BRIEF: Transcribe the following passage about the criminal defense lawyer Raman Pillai and his clients word for word, from its first sentence to its last.

DOCUMENT SEGMENT Block Start

For instance, he was the senior counsel for 10 Social Democratic Party of India (SDPI) activists accused in the murder of RSS worker Vinod in Alappuzha in December 2007. Five of the accused in Vinod’s murder were acquitted by the trial court, while five others got life imprisonment.
Simultaneously, Pillai appealed the High Court for 13 RSS workers sentenced to life imprisonment in the murder of VV Vishnu, a CPI(M) worker in Thiruvananthapuram, in 2008. In 2022, the HC reversed the lower court judgement and acquitted all 13.
The actor assault case was not the first high profile case that Pillai took up, nor is Dileep his only celebrity client. Roughly a year after this case began, Pillai was hired by Franco Mulakkal, the former Catholic bishop accused of repeatedly raping a nun. Franco was acquitted by the trial court in January 2022.
Pillai was also the lawyer for Mohammad Nisham, a wealthy businessman who was convicted of murdering K Chandrabose, a security guard in Thrissur.
Some of Pillai’s other clients include Robin Mathew Vadakkamchery, another Catholic priest who raped and impregnated a minor; Fr Thomas Kottoor, first accused in the 1992 Sister Abhaya murder case; businessman Boby Chemmannur, who made sexually coloured remarks about actor Honey Rose; IAS officer Sriram Venkitaraman charged with the homicide of journalist KM Basheer; actor Siddique accused of raping a woman artiste; and actor Shine Tom Chacko in a drug use case.
His penchant for taking up celebrity cases has earned Pillai admiration and scorn.
Former legislator and lawyer Sebastian Paul said, “As soon as a high-profile crime is reported, one can guess that Raman Pillai would be roped in as defence lawyer.”
A retired High Court judge TNM spoke to ascribed Pillai’s popularity to his sensational cases. “There are many good lawyers in Kerala other than Raman Pillai; he is celebrated only because of the sensational nature of the cases he handles,” the judge said.
Sandhya Raju, who was part of the nuns’ legal team in the Franco case, said Pillai's rise to the top of criminal law practice in Kerala has little to do with his charisma. “He established himself as the topmost with his sound grasp of the law and his ability to manage the court.”

DOCUMENT SEGMENT Block End
RECORDS Block Start

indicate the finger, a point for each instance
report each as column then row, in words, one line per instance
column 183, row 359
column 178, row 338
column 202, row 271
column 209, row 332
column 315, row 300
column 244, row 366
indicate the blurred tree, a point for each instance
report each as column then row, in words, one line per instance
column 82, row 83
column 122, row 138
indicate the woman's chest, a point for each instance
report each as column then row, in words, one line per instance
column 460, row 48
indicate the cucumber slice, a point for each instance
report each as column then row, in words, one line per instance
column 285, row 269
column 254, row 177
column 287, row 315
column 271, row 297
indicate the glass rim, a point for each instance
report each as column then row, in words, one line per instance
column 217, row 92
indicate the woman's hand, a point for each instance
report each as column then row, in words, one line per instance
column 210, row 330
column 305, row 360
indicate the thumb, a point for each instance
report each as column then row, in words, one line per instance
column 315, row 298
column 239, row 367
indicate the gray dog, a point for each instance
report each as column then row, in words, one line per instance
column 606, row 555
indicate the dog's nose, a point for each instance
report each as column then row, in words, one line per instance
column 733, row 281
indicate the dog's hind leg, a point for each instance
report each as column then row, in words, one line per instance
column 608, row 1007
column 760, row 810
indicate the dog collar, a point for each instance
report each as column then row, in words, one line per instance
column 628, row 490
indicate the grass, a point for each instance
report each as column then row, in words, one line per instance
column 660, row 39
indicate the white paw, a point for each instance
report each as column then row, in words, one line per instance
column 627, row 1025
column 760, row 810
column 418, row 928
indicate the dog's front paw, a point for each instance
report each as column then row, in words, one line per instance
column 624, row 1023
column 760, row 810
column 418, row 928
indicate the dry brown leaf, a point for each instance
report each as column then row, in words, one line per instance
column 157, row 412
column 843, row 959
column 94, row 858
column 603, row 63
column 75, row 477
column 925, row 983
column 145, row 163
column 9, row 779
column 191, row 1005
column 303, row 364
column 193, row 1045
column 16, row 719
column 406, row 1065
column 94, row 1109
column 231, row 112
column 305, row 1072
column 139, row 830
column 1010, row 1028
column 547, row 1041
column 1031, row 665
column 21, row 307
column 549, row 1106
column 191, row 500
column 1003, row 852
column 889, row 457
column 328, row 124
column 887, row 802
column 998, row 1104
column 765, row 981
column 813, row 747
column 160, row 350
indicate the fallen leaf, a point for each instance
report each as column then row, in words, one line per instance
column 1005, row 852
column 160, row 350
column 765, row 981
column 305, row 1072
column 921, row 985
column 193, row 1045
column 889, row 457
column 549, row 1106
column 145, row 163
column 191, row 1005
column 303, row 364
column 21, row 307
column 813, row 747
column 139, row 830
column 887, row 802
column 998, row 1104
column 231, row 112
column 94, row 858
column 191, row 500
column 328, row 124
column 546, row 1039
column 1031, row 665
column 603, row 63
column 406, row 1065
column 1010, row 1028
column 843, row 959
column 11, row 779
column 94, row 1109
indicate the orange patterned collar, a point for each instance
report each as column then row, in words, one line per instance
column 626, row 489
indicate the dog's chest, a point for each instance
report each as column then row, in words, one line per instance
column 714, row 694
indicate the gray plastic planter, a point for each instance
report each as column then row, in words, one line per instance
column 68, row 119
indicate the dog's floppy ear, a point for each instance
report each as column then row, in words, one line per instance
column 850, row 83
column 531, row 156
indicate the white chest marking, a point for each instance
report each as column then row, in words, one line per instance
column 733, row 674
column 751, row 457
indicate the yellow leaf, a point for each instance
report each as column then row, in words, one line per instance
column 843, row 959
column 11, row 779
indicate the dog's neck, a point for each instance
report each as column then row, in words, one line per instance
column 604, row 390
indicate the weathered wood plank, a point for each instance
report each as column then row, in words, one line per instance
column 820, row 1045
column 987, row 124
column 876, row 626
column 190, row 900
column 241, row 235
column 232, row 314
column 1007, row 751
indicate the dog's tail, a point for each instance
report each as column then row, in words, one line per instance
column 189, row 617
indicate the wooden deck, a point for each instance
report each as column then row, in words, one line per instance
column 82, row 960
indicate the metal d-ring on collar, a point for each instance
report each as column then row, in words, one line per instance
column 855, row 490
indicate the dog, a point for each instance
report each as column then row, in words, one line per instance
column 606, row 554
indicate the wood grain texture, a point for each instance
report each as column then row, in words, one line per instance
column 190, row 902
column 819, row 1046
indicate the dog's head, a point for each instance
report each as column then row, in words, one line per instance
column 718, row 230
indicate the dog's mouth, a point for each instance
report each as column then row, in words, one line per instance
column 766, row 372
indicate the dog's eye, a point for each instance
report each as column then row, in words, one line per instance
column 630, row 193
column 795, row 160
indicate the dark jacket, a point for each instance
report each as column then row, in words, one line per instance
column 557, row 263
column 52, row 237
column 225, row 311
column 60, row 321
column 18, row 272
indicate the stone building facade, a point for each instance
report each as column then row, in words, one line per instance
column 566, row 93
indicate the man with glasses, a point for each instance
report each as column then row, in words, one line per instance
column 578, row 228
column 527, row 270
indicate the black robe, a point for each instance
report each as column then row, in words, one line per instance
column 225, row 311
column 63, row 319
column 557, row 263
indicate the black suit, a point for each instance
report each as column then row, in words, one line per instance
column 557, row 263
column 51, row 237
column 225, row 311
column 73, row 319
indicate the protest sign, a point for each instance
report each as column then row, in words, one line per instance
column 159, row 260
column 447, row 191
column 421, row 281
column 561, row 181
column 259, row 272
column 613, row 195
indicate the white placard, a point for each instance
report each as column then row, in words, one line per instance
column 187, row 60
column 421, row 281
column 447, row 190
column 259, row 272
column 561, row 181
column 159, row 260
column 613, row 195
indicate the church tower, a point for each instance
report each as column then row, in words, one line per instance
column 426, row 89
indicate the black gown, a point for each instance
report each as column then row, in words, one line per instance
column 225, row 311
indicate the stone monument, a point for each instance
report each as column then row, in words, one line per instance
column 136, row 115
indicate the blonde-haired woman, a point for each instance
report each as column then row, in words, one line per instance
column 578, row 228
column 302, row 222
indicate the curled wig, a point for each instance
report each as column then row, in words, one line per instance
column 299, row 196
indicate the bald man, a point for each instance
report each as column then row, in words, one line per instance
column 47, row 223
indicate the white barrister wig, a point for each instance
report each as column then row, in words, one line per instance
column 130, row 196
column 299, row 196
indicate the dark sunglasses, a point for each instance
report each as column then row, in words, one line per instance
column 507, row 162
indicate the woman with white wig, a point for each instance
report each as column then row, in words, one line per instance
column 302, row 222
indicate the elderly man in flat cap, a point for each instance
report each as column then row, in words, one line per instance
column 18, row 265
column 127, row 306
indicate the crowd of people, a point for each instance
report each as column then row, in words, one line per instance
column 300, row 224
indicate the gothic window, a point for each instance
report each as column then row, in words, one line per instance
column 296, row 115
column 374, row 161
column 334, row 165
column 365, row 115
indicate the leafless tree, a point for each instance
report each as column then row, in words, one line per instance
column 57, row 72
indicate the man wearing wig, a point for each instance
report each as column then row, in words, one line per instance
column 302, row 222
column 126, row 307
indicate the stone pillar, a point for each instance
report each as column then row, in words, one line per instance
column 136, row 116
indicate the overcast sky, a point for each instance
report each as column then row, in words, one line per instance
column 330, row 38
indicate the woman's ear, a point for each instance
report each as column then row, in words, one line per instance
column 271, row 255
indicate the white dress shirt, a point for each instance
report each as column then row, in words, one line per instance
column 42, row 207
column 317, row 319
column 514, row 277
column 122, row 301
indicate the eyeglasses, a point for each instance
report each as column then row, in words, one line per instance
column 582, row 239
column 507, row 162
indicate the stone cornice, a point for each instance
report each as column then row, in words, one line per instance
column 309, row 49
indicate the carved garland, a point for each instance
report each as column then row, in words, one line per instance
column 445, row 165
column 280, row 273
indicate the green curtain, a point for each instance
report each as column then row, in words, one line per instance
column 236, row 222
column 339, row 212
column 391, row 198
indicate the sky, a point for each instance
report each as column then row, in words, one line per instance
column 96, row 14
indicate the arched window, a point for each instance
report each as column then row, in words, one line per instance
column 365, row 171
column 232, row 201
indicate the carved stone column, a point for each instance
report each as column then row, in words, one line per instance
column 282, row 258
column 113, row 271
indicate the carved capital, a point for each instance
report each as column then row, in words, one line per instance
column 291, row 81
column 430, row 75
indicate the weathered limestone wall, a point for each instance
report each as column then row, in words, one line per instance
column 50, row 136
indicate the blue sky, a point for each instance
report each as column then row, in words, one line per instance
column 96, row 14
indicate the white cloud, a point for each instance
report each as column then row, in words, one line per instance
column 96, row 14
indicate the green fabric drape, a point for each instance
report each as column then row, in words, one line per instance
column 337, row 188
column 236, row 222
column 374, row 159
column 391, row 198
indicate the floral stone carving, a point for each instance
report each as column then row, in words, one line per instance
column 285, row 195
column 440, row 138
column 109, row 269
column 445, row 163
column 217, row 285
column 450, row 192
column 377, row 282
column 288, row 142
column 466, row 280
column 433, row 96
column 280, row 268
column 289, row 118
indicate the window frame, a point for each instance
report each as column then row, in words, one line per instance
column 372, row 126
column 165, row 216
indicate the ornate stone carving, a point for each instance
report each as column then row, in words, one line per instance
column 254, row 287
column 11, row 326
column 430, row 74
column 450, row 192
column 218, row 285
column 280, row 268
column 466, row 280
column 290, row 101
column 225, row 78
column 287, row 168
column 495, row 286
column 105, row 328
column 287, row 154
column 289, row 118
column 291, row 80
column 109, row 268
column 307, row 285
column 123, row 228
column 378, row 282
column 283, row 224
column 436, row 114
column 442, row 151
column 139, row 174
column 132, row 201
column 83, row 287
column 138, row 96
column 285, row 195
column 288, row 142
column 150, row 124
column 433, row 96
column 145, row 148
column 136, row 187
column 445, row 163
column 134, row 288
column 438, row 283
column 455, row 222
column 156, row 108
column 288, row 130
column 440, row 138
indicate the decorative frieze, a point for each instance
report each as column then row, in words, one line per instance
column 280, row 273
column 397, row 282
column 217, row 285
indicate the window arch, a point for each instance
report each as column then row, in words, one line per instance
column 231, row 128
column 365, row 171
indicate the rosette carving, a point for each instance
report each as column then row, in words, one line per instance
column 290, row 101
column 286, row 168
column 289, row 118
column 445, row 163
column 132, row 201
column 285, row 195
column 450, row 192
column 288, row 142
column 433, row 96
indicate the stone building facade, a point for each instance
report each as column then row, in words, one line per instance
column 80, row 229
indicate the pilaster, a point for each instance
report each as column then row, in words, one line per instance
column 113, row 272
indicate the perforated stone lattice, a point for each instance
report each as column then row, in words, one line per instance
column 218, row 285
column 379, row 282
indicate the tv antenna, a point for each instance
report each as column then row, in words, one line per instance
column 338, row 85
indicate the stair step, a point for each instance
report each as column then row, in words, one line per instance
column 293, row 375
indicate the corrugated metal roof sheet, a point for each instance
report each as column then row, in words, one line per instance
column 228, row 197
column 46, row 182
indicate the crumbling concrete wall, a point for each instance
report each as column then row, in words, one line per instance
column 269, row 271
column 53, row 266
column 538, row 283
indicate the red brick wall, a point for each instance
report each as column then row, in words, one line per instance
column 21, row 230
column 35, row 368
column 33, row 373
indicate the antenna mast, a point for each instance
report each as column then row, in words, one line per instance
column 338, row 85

RECORDS Block End

SOLUTION TO THIS PROBLEM:
For instance, he was the senior counsel for 10 Social Democratic Party of India (SDPI) activists accused in the murder of RSS worker Vinod in Alappuzha in December 2007. Five of the accused in Vinod’s murder were acquitted by the trial court, while five others got life imprisonment.
Simultaneously, Pillai appealed the High Court for 13 RSS workers sentenced to life imprisonment in the murder of VV Vishnu, a CPI(M) worker in Thiruvananthapuram, in 2008. In 2022, the HC reversed the lower court judgement and acquitted all 13.
The actor assault case was not the first high profile case that Pillai took up, nor is Dileep his only celebrity client. Roughly a year after this case began, Pillai was hired by Franco Mulakkal, the former Catholic bishop accused of repeatedly raping a nun. Franco was acquitted by the trial court in January 2022.
Pillai was also the lawyer for Mohammad Nisham, a wealthy businessman who was convicted of murdering K Chandrabose, a security guard in Thrissur.
Some of Pillai’s other clients include Robin Mathew Vadakkamchery, another Catholic priest who raped and impregnated a minor; Fr Thomas Kottoor, first accused in the 1992 Sister Abhaya murder case; businessman Boby Chemmannur, who made sexually coloured remarks about actor Honey Rose; IAS officer Sriram Venkitaraman charged with the homicide of journalist KM Basheer; actor Siddique accused of raping a woman artiste; and actor Shine Tom Chacko in a drug use case.
His penchant for taking up celebrity cases has earned Pillai admiration and scorn.
Former legislator and lawyer Sebastian Paul said, “As soon as a high-profile crime is reported, one can guess that Raman Pillai would be roped in as defence lawyer.”
A retired High Court judge TNM spoke to ascribed Pillai’s popularity to his sensational cases. “There are many good lawyers in Kerala other than Raman Pillai; he is celebrated only because of the sensational nature of the cases he handles,” the judge said.
Sandhya Raju, who was part of the nuns’ legal team in the Franco case, said Pillai's rise to the top of criminal law practice in Kerala has little to do with his charisma. “He established himself as the topmost with his sound grasp of the law and his ability to manage the court.”